(Spatial annotation records)
......

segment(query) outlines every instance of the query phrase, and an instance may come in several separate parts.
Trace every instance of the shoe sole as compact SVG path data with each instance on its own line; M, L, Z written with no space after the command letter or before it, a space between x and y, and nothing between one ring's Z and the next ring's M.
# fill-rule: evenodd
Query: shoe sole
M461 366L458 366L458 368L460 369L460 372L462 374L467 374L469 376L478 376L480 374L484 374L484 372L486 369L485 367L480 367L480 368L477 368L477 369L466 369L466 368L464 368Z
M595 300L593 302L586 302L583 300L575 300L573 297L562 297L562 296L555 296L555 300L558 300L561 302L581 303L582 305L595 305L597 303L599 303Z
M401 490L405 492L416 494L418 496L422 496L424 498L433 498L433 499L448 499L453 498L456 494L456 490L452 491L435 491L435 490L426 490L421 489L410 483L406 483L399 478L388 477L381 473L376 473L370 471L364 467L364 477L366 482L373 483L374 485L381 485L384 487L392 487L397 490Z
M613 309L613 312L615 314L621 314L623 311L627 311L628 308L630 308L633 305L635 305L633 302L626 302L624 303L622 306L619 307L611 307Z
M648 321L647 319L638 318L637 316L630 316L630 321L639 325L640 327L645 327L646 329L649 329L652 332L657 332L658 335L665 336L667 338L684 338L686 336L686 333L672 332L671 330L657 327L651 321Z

......

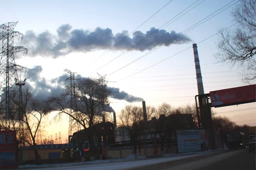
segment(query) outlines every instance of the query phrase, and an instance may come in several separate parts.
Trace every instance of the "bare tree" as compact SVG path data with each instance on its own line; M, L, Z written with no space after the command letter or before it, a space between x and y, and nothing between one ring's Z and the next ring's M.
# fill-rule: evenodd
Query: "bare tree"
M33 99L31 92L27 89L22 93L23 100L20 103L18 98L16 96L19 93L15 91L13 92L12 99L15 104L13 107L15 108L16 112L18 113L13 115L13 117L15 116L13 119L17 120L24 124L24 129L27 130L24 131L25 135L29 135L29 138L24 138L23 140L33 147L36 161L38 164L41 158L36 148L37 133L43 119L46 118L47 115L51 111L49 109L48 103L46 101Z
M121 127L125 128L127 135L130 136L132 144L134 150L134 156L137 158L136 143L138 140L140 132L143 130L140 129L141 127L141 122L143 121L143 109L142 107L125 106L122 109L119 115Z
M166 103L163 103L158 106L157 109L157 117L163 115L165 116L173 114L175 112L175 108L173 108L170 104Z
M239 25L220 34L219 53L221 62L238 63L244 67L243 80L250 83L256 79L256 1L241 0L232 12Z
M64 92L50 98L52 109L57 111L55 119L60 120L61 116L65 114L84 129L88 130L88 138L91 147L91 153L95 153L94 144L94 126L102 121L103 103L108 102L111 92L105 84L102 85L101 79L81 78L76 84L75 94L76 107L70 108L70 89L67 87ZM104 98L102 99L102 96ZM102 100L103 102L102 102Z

......

What the task asks
Gather every line in the entries above that contains the word "command". Case counts.

Written answer
Trace every instance of the shoe sole as compact SVG path data with each instance on its own line; M, L, Z written with no space after the command letter or before it, a space between x and y, and nothing between one ring's Z and the next ring's M.
Trace every instance of the "bare tree" as compact SVG path data with each instance on its own line; M, L, Z written with no space after the command letter or before it, a space between x and y, and nothing between one ring's Z and the next ring's M.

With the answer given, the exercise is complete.